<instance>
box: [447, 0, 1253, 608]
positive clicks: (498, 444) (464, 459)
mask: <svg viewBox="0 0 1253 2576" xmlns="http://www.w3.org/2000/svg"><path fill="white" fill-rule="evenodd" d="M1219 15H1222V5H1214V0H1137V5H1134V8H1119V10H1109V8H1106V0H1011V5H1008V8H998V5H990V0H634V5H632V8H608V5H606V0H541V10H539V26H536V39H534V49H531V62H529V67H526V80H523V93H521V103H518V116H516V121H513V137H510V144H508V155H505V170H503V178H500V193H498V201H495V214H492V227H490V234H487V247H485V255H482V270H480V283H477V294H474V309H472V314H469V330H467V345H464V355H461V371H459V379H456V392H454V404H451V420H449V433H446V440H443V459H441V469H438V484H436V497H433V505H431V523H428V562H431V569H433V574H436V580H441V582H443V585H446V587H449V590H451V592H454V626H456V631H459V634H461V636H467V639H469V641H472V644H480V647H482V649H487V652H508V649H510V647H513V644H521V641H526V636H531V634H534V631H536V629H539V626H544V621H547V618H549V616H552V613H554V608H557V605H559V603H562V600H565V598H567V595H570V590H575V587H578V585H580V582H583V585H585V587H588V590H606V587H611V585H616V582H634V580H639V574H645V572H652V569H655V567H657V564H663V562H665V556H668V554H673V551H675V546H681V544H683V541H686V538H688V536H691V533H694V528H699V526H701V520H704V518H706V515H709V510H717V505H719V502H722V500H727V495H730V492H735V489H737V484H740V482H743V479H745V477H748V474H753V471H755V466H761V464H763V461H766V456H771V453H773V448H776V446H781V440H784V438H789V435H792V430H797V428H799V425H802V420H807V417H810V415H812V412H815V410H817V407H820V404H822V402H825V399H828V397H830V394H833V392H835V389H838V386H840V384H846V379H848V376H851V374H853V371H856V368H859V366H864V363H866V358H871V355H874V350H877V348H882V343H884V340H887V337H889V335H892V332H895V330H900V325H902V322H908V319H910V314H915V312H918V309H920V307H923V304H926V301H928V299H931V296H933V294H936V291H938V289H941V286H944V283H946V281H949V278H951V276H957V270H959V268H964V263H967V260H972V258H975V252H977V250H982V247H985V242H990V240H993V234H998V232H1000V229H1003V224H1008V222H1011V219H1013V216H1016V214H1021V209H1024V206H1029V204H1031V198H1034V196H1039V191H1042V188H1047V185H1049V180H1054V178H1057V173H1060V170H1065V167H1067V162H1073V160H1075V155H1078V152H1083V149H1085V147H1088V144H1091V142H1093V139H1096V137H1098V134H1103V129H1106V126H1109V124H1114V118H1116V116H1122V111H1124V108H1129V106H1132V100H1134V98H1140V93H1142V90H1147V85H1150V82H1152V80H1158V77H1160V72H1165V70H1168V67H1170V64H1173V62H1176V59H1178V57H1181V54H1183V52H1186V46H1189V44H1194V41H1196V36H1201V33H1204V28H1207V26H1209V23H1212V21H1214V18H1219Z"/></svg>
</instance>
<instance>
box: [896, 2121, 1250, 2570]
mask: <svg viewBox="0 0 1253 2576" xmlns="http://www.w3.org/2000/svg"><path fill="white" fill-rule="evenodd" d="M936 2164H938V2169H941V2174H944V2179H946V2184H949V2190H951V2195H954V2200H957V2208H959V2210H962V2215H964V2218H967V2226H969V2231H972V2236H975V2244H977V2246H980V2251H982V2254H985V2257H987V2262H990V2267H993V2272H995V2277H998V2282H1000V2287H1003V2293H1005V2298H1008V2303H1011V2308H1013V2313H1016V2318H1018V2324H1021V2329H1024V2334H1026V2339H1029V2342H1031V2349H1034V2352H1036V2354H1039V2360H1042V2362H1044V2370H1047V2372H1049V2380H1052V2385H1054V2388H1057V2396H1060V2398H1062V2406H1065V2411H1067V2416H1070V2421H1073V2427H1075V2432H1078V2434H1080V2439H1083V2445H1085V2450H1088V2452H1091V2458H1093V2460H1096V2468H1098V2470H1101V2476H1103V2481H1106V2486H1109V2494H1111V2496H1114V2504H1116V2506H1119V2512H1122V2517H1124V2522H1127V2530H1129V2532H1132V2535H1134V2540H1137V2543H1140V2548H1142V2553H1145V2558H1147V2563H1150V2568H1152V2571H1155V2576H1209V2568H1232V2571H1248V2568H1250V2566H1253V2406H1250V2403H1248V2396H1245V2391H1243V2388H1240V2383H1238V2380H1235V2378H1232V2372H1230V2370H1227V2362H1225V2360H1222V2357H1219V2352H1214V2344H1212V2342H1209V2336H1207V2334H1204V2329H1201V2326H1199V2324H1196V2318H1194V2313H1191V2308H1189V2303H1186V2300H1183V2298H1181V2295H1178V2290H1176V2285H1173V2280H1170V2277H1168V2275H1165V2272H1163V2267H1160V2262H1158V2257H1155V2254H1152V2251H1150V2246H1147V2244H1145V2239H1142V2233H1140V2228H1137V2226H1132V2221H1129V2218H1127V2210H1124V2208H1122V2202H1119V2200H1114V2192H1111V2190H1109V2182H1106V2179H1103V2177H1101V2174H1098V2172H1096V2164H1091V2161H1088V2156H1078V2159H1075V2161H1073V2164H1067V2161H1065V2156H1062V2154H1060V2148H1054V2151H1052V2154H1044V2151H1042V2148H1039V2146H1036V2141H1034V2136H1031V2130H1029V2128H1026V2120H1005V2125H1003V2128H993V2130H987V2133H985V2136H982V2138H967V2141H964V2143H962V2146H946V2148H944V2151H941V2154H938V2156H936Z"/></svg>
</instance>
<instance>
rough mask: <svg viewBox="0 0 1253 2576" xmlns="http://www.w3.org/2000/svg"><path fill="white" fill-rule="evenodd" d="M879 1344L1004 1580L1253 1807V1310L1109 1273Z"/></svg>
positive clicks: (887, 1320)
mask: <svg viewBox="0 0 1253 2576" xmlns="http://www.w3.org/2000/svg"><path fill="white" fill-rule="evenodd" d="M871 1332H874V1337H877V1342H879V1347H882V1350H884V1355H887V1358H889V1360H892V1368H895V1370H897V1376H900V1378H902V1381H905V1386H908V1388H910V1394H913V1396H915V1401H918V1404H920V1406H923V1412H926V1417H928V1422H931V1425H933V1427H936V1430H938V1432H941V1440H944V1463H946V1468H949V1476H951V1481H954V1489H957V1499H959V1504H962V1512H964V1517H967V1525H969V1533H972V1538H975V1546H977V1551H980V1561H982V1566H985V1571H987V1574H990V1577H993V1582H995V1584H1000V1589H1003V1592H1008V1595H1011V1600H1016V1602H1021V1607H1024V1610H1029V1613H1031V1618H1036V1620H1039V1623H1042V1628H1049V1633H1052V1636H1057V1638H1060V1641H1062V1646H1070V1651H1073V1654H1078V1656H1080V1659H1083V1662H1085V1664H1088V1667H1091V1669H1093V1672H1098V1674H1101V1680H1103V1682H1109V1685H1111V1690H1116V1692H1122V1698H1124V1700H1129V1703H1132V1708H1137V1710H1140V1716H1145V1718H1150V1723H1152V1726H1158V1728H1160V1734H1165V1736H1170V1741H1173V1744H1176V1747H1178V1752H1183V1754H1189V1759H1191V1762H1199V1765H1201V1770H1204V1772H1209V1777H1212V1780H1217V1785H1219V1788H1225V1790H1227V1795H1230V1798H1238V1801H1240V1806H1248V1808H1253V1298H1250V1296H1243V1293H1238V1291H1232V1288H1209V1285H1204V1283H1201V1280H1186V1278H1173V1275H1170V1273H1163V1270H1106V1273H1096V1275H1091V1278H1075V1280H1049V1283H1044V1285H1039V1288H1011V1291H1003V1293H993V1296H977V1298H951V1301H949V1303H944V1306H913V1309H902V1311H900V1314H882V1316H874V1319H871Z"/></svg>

━━━

Work request:
With nothing added or left out, print the data again.

Response below:
<instance>
box: [447, 0, 1253, 608]
positive clicks: (498, 444) (464, 459)
mask: <svg viewBox="0 0 1253 2576" xmlns="http://www.w3.org/2000/svg"><path fill="white" fill-rule="evenodd" d="M1219 15H1222V5H1214V0H1137V5H1134V8H1119V10H1109V8H1106V0H1011V5H1008V8H998V5H990V0H634V5H632V8H608V5H606V0H541V10H539V26H536V39H534V49H531V62H529V67H526V80H523V93H521V103H518V116H516V121H513V137H510V144H508V155H505V170H503V178H500V193H498V201H495V214H492V227H490V234H487V247H485V255H482V270H480V283H477V294H474V309H472V314H469V330H467V345H464V355H461V371H459V379H456V392H454V404H451V420H449V433H446V440H443V459H441V469H438V484H436V497H433V505H431V523H428V562H431V569H433V574H436V580H441V582H443V585H446V587H449V590H451V592H454V626H456V631H459V634H461V636H467V639H469V641H472V644H480V647H482V649H487V652H508V649H510V647H513V644H521V641H526V636H531V634H534V631H536V629H539V626H544V621H547V618H549V616H552V613H554V608H557V605H559V603H562V600H565V598H567V595H570V590H575V587H578V585H580V582H583V585H585V587H588V590H606V587H611V585H616V582H634V580H639V574H645V572H652V569H655V567H657V564H663V562H665V556H668V554H673V551H675V546H681V544H683V541H686V538H688V536H691V533H694V528H699V526H701V520H704V518H706V515H709V510H717V505H719V502H722V500H727V495H730V492H735V489H737V484H740V482H743V479H745V477H748V474H753V471H755V466H761V464H763V461H766V456H771V453H773V448H776V446H781V440H784V438H789V435H792V430H797V428H799V425H802V420H807V417H810V415H812V412H815V410H817V407H820V404H822V402H825V399H828V397H830V394H833V392H835V389H838V386H840V384H846V379H848V376H851V374H853V371H856V368H859V366H864V363H866V358H871V355H874V350H877V348H882V343H884V340H887V337H889V335H892V332H895V330H900V325H902V322H908V319H910V314H915V312H918V309H920V307H923V304H926V301H928V299H931V296H933V294H936V291H938V289H941V286H944V283H946V281H949V278H951V276H957V270H959V268H964V263H967V260H972V258H975V252H977V250H982V247H985V242H990V240H993V234H998V232H1000V229H1003V224H1008V222H1011V219H1013V216H1016V214H1021V209H1024V206H1029V204H1031V198H1034V196H1039V191H1042V188H1047V185H1049V180H1054V178H1057V173H1060V170H1065V167H1067V162H1073V160H1075V155H1078V152H1083V149H1085V147H1088V144H1091V142H1093V139H1096V137H1098V134H1103V129H1106V126H1109V124H1114V118H1116V116H1122V111H1124V108H1129V106H1132V100H1134V98H1140V93H1142V90H1147V85H1150V82H1152V80H1158V77H1160V72H1165V70H1168V67H1170V64H1173V62H1176V59H1178V57H1181V54H1183V52H1186V46H1189V44H1194V41H1196V36H1201V33H1204V28H1207V26H1209V23H1212V21H1214V18H1219Z"/></svg>
</instance>
<instance>
box: [896, 2121, 1250, 2570]
mask: <svg viewBox="0 0 1253 2576" xmlns="http://www.w3.org/2000/svg"><path fill="white" fill-rule="evenodd" d="M936 2164H938V2169H941V2174H944V2179H946V2184H949V2190H951V2195H954V2200H957V2208H959V2210H962V2215H964V2218H967V2226H969V2231H972V2236H975V2244H977V2246H980V2251H982V2254H985V2257H987V2262H990V2267H993V2272H995V2277H998V2282H1000V2287H1003V2293H1005V2298H1008V2303H1011V2308H1013V2313H1016V2318H1018V2324H1021V2329H1024V2334H1026V2339H1029V2342H1031V2349H1034V2352H1036V2354H1039V2360H1042V2362H1044V2370H1047V2372H1049V2380H1052V2385H1054V2388H1057V2396H1060V2398H1062V2406H1065V2411H1067V2416H1070V2421H1073V2427H1075V2432H1078V2434H1080V2439H1083V2445H1085V2450H1088V2452H1091V2458H1093V2460H1096V2468H1098V2470H1101V2476H1103V2481H1106V2486H1109V2494H1111V2496H1114V2504H1116V2506H1119V2512H1122V2517H1124V2522H1127V2530H1129V2532H1132V2535H1134V2540H1137V2543H1140V2548H1142V2553H1145V2558H1147V2563H1150V2568H1152V2571H1155V2576H1209V2568H1232V2571H1248V2568H1250V2566H1253V2406H1250V2403H1248V2396H1245V2391H1243V2388H1240V2383H1238V2380H1235V2378H1232V2372H1230V2370H1227V2362H1225V2360H1222V2357H1219V2352H1214V2344H1212V2342H1209V2336H1207V2334H1204V2329H1201V2326H1199V2324H1196V2318H1194V2313H1191V2308H1189V2303H1186V2300H1183V2298H1181V2295H1178V2290H1176V2285H1173V2280H1170V2277H1168V2275H1165V2272H1163V2267H1160V2262H1158V2257H1155V2254H1152V2251H1150V2246H1147V2244H1145V2239H1142V2233H1140V2228H1137V2226H1132V2221H1129V2218H1127V2210H1124V2208H1122V2202H1119V2200H1114V2192H1111V2190H1109V2182H1106V2179H1103V2177H1101V2174H1098V2172H1096V2164H1091V2161H1088V2156H1078V2159H1075V2161H1073V2164H1067V2161H1065V2156H1062V2154H1060V2148H1054V2151H1052V2154H1044V2151H1042V2148H1039V2146H1036V2141H1034V2136H1031V2130H1029V2128H1026V2120H1005V2125H1003V2128H993V2130H987V2133H985V2136H982V2138H967V2141H964V2143H962V2146H946V2148H944V2151H941V2154H938V2156H936Z"/></svg>
</instance>
<instance>
rough mask: <svg viewBox="0 0 1253 2576" xmlns="http://www.w3.org/2000/svg"><path fill="white" fill-rule="evenodd" d="M879 1344L1004 1580L1253 1807V1310L1109 1273Z"/></svg>
positive clicks: (887, 1320)
mask: <svg viewBox="0 0 1253 2576" xmlns="http://www.w3.org/2000/svg"><path fill="white" fill-rule="evenodd" d="M871 1332H874V1337H877V1342H879V1347H882V1350H884V1355H887V1358H889V1360H892V1368H895V1370H897V1376H900V1378H902V1381H905V1386H908V1388H910V1394H913V1396H915V1401H918V1404H920V1406H923V1412H926V1417H928V1422H931V1425H933V1427H936V1430H938V1432H941V1440H944V1463H946V1468H949V1476H951V1481H954V1489H957V1499H959V1504H962V1512H964V1517H967V1525H969V1533H972V1538H975V1546H977V1551H980V1561H982V1566H985V1571H987V1574H990V1577H993V1582H995V1584H1000V1589H1003V1592H1008V1595H1011V1600H1016V1602H1021V1607H1024V1610H1029V1613H1031V1618H1036V1620H1039V1623H1042V1628H1049V1633H1052V1636H1057V1638H1060V1641H1062V1646H1070V1651H1073V1654H1078V1656H1080V1659H1083V1662H1085V1664H1088V1667H1091V1669H1093V1672H1098V1674H1101V1680H1103V1682H1109V1685H1111V1690H1116V1692H1122V1698H1124V1700H1129V1703H1132V1708H1137V1710H1140V1716H1145V1718H1150V1723H1152V1726H1158V1728H1160V1734H1165V1736H1170V1741H1173V1744H1176V1747H1178V1752H1183V1754H1189V1759H1191V1762H1199V1765H1201V1770H1204V1772H1209V1777H1212V1780H1217V1785H1219V1788H1225V1790H1227V1795H1230V1798H1238V1801H1240V1806H1248V1808H1253V1298H1250V1296H1243V1293H1238V1291H1232V1288H1209V1285H1204V1283H1201V1280H1186V1278H1173V1275H1170V1273H1163V1270H1106V1273H1096V1275H1091V1278H1075V1280H1049V1283H1044V1285H1039V1288H1011V1291H1003V1293H993V1296H977V1298H951V1301H949V1303H944V1306H913V1309H902V1311H900V1314H882V1316H874V1319H871Z"/></svg>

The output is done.